Directions for this task:
Set the listing down again in full, word for word, with the pictures left out.

• • • • • • •

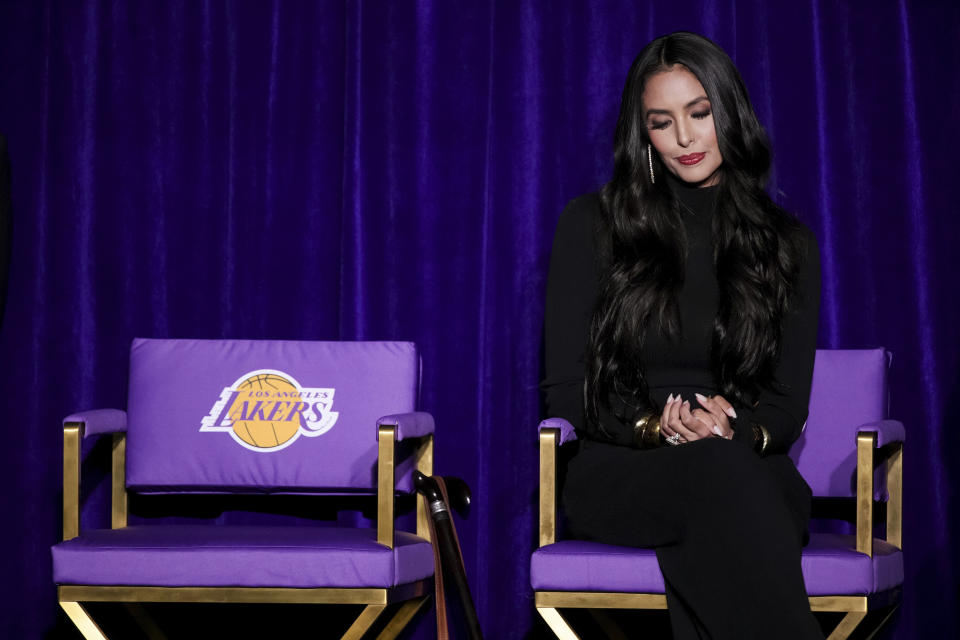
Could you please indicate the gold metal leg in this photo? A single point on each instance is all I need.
(556, 622)
(610, 628)
(847, 625)
(401, 618)
(82, 620)
(364, 621)
(145, 621)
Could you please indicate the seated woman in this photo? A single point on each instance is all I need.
(681, 325)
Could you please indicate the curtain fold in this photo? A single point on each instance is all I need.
(394, 170)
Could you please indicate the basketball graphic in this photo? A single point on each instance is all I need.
(267, 410)
(255, 429)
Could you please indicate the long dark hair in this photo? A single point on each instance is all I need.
(758, 247)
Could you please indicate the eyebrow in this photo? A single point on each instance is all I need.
(686, 106)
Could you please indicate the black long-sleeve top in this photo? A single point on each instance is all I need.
(683, 365)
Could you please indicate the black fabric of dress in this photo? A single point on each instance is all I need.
(727, 525)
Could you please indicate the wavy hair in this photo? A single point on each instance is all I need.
(758, 247)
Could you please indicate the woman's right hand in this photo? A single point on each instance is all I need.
(677, 419)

• • • • • • •

Answer to the exercise:
Could you please indicate the gold metal leg in this photo? A single point on each instance is all I need.
(556, 622)
(610, 628)
(847, 625)
(401, 618)
(82, 620)
(364, 621)
(145, 621)
Could you please indicate the seated woman in this photo? A single point on each instance is all I need.
(681, 325)
Could you please indicate the curtain fold in this photo? A single point on each instance is all I need.
(394, 170)
Could you please indicate the basketball graphic in this photo? A single point on each instance is all I need.
(267, 410)
(255, 429)
Could you please indicate the long dark hair in this photo? A single point on each instance is all I need.
(758, 247)
Could you please indicate the eyebrow in this photo? A single point on each instance is all I need.
(686, 106)
Could you please indicate the black long-sleeve top in this photo? A single point on each instance is all I need.
(683, 365)
Could you please indicate the black fabric of dress in this photo? A single point on each instance is all I need.
(727, 525)
Could you please indicate the wavy hair in this photo? A single point on each instance is all I need.
(758, 247)
Could you please indicate the woman's right hand in this photo? A single point on each instance is all I need.
(677, 419)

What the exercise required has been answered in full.